## Supplied entries
────

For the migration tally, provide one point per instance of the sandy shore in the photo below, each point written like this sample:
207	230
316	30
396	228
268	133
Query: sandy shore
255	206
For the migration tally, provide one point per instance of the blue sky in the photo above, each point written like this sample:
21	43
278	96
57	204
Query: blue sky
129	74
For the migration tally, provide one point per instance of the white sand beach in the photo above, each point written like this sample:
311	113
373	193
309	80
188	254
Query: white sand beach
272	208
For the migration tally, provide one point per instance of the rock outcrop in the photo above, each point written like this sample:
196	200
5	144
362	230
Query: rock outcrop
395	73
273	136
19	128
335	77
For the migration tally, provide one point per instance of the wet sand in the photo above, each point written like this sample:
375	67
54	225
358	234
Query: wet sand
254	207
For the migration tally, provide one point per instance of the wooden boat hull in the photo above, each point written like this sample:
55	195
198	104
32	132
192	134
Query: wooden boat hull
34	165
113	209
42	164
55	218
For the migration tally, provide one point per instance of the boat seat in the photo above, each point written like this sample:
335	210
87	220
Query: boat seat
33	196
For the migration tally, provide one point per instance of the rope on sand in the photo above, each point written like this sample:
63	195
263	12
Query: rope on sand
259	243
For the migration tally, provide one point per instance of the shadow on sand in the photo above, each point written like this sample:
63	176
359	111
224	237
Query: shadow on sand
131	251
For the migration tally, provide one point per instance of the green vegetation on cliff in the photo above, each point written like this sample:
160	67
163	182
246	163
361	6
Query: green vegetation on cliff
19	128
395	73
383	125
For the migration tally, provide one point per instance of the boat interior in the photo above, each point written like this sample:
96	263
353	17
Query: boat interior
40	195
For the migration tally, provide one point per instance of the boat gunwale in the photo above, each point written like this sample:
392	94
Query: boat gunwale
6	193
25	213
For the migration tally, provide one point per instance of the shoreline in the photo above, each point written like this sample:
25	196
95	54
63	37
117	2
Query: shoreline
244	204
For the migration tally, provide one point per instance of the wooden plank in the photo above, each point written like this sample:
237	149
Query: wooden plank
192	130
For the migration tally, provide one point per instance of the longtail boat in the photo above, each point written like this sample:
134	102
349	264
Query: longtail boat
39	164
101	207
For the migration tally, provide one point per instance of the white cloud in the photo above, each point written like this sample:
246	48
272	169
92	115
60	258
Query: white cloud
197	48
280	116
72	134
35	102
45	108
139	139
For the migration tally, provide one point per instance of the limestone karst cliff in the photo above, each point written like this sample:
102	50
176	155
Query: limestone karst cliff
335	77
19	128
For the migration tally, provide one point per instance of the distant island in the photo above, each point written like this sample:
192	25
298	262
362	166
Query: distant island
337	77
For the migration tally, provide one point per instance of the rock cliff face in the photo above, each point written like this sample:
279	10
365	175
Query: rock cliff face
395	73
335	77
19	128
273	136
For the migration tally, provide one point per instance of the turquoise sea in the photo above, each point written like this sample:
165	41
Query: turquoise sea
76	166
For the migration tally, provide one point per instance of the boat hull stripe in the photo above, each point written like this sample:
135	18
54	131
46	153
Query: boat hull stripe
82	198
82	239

────

## Exercise aim
A reply that repeats all the data exactly is required.

## Answer section
For the migration tally, provide one point per instance of the sandy shore in the photo below, each point written like this sample:
207	230
316	30
396	228
268	133
Query: sandy shore
255	206
For the migration tally, provide one point per instance of the blue sky in the photo above, each point written like this sample:
21	43
278	96
57	204
Query: blue sky
129	74
For the migration tally, provide one point per instance of the white sand beach in the photo above, each point written like this sample:
311	113
373	193
309	80
188	254
Query: white sand beach
272	208
For the migration tally, provide one point per instance of the rock outcrop in the photo above, each point written like this sample:
196	200
5	144
362	230
Query: rock outcrop
395	73
273	136
19	128
335	77
For the migration tally, provide one point per instance of the wet sand in the photo above, each point written like this sample:
375	67
54	225
358	234
Query: wet sand
254	207
For the migration tally, provide one point per instance of the wooden boat hull in the photo above, each point written like this sample:
55	195
198	104
32	132
192	134
Query: wooden boat hull
34	165
113	209
42	164
55	218
For the migration tally, provide one point per instance of the boat seat in the photo above, each point written like this sample:
335	210
87	220
Query: boat seat
33	196
For the migration tally, provide one point per instance of the rope on sand in the photo above, each point written like this sample:
63	195
263	12
Query: rope on sand
259	243
For the migration tally, provide one point per instance of the shadow on sand in the photo above, each point written like this sample:
63	176
359	111
224	237
Query: shadow on sand
131	251
For the migration tally, provide one point per instance of the green vegetation on cliff in the photo above, each point written like this sample:
160	67
163	182
246	163
361	6
Query: green vegetation on cliff
19	128
395	73
383	125
For the migration tally, provide one point per instance of the boat interior in the photo above, each point written like this sample:
96	263
353	17
Query: boat interior
40	195
For the migration tally, provide one point per instance of the boat gunwale in the photo above, each point written like this sample:
392	94
Query: boat gunwale
6	193
25	213
For the migration tally, provide one point per instance of the shoreline in the photo above, each point written like this sample:
25	196
95	54
63	37
117	2
Query: shoreline
244	204
For the migration tally, provide one point per instance of the wooden plank in the photo above, each point written like this sample:
237	149
Query: wooden plank
192	130
For the migration tally, provide one point per instance of the longtail boat in the photo above, each point written like this sample:
134	102
349	264
Query: longtail boat
39	164
101	207
For the migration tally, provide one point per instance of the white cloud in the photo above, each point written like this sample:
246	48
272	169
92	115
60	258
Query: white cloud
197	48
280	116
72	134
35	102
45	108
139	139
For the migration tally, provide one point per instance of the limestone karst cliff in the photo above, each point written like this sample:
102	50
176	155
Query: limestone karst cliff
335	77
19	128
For the migration tally, provide one point per instance of the distant island in the photo above, each point written like this sample:
192	25
298	262
362	166
Query: distant island
337	77
For the migration tally, provide one point per instance of the rock cliff face in the photo above, each point written like this sample:
279	10
365	175
Query: rock cliff face
395	73
335	77
19	128
273	136
For the migration tally, provide one point per instance of the turquoise sea in the photo above, each point written like this sample:
165	41
Query: turquoise sea
76	166
For the migration tally, provide one point per instance of the boat hull stripe in the photo above, each point written like this sample:
135	18
54	131
46	153
Query: boat hull stripe
82	198
82	239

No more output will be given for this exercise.